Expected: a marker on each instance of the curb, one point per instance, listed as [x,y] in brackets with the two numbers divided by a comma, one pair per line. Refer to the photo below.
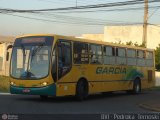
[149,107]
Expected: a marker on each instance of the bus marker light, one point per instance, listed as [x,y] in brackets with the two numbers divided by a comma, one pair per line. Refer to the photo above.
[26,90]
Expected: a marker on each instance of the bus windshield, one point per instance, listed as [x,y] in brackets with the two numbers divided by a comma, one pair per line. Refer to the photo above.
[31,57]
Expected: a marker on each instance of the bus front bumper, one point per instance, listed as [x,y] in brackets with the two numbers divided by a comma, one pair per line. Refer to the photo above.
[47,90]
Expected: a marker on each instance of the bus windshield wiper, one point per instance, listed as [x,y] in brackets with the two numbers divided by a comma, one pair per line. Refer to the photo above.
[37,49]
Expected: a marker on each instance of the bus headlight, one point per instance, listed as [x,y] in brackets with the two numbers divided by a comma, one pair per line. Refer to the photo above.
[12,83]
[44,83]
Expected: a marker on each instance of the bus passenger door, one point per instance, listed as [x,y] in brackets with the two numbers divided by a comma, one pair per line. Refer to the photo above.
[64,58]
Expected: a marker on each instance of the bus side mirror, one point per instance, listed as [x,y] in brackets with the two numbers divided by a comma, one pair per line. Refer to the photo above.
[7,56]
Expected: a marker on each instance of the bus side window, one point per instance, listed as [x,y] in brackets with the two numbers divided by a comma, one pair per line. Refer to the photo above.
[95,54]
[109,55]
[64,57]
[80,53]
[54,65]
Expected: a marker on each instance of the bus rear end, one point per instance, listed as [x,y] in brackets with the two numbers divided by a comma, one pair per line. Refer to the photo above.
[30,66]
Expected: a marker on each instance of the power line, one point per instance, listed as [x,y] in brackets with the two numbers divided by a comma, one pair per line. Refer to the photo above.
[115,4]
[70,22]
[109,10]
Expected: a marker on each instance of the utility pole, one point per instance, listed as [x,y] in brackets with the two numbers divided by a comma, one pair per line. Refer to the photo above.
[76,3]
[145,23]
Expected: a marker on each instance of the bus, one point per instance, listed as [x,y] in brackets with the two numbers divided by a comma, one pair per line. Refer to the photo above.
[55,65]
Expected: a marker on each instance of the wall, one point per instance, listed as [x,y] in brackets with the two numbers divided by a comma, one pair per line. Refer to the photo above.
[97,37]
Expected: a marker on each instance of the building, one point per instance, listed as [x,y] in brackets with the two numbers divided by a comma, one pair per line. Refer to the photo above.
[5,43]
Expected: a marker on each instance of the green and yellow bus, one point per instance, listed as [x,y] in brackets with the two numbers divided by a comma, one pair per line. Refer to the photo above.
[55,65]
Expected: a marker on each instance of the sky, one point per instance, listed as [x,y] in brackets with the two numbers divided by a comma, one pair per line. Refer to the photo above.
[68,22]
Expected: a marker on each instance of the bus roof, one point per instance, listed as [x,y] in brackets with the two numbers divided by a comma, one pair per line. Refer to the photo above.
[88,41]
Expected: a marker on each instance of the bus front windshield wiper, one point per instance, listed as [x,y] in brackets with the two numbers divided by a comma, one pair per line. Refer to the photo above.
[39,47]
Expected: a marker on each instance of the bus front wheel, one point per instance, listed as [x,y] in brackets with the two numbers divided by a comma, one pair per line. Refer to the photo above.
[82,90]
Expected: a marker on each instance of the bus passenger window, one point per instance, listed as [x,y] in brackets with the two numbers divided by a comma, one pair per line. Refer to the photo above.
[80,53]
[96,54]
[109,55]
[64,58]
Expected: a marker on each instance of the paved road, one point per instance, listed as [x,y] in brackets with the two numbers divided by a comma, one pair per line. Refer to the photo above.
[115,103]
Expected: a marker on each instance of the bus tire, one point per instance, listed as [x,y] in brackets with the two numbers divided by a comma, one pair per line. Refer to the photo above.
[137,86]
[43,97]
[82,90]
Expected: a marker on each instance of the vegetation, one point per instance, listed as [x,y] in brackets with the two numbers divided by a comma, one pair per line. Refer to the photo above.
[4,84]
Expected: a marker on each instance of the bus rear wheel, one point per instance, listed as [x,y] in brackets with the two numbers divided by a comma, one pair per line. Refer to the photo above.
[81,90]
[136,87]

--------------------------------

**The exercise**
Copy the data character for character, but drop all pictures from the copy.

**Final result**
Expected: a marker on each instance of the curb, one point per instance, listed as [x,y] in brackets with the two numbers divided by a comma, one pair per line. Refer to the photo below.
[149,107]
Expected: a marker on each instance of the bus marker light, one point per instance, listed as [x,y] in brackets with the two numbers divided by a comma, one pair per line. Refer to the photo above.
[26,90]
Expected: a marker on each instance of the bus windshield, one point per instance, listed as [x,y] in brackets with the two numbers divided by a comma, one pair per line. Refer to the photo above.
[31,57]
Expected: a marker on each instance of the bus front bumper, one point per instance, listed as [x,y] in brackets with the two numbers divided by a comma, one pair per line. Refer to the photo above.
[47,90]
Expected: a marker on each instance of the bus windshield wiper, one point per instance, listed as [x,y] in brackets with the two numbers divided by a comma, one pair per line. Refer to the photo above.
[37,49]
Expected: a marker on each instance of the bus headlight, one point per instance, listed as [x,y] in brackets with the two numbers divided by a comma, one pair per line. Refer to the photo above.
[12,83]
[44,83]
Expected: a marker on each instance of the bus passenger door, one point per instance, listed as [x,y] in brackets with the two numbers divided by a comma, one pair per line. Refer to the photo above.
[64,58]
Expected: a marker on each instance of the bus side mirror, one point per instance, listed as [x,y] in brackets with the two numbers divided by a comma, one pair per line. Refer to the photo above.
[7,56]
Expected: a marker on each instance of the bus side window, one point per instance, listed as [x,y] in brackets with the two numbers divided by a comma, one pair per line. Refer to the photo above.
[95,54]
[109,55]
[64,57]
[80,53]
[54,65]
Expected: a marker on each instance of the bus rear end, one point per instance, listed as [x,y] in brackets with the two numbers divided by a comma, one pair per line. Refer to the photo above.
[30,66]
Expected: a marker on each instance of the power line, one point per instance, listed as [x,y] in brackets with the two numbers divided by a comma, one pair per line. Refer to the photo above.
[115,4]
[70,22]
[109,10]
Expected: a marker on each instance of the utility pole, one point per instance, listed as [x,y] in brackets with the two numbers divided by a comma, one pair per line. Refer to the photo above.
[76,3]
[145,23]
Expected: a marker on each instance of the bus, one point per instance, listed as [x,y] in brackets with the two numbers divided by a comma, one pair per line. Refer to the photo above.
[55,65]
Expected: a marker on each instance of the wall, one point per instance, listed as [x,y] in brackets with the two numbers divided by a comma, one pair per line. Refer to the photo above.
[97,37]
Expected: a marker on each instance of the building, one point per instance, listed as [x,y] in brackets with the two numbers divided by a comma, one pair per line. Refer to the photo above.
[5,43]
Expected: a marker on each instance of the green and yellow bus, one point per instance, listed as [x,y] in brackets with the two numbers divided by a comma, one pair per line. Refer to the photo above.
[55,65]
Expected: a marker on each instance of the sky, one point per instance, listed as [x,y] in brackets with the two numbers divided by a comma, one pair per line. Refer to the photo above.
[68,22]
Expected: a marker on each instance of the bus roof, one point per instance, listed as [x,y] in brackets with the two numbers divided by a comma, one pair per line. Refer to the photo above.
[88,41]
Expected: a marker on each instance of the bus front windshield wiper, one point per instance, listed as [x,y] in brackets with the two numbers divided by a comma, one pair per line. Refer to the photo above.
[39,47]
Expected: a marker on each instance of the bus front wheel, one point per instance, listed as [x,y] in brackets with the two numbers divided by a comma, one pair per line. Refer to the photo above.
[82,90]
Expected: a marker on each instance of the bus passenger window, one point per instance, listed as [x,y] in brackets with the two numbers divided by a comma, one pair per line. Refer to the photo above.
[80,53]
[96,54]
[109,55]
[64,58]
Expected: a marker on each instance of the paved road, one point per instance, listed as [x,y] in brackets with the two numbers divided by a comma, one pair per line. Refer to the photo above.
[115,103]
Expected: a marker on each instance of the bus tire, one point per instance, listed as [x,y] in brackets with the two numbers divided by a comma, one pair per line. Refer to the photo above.
[137,86]
[43,97]
[82,90]
Expected: a marker on each instance of the vegetation, one point per instance, listed as [x,y] in brackets with the two numbers divided by a comma, one pair per line. Refer to the photo above.
[4,84]
Expected: a marker on each instance of the bus rear wheel, one point per instance, listed as [x,y] in brackets with the two numbers divided by a comma, one pair per line. Refer to the photo above.
[81,90]
[136,87]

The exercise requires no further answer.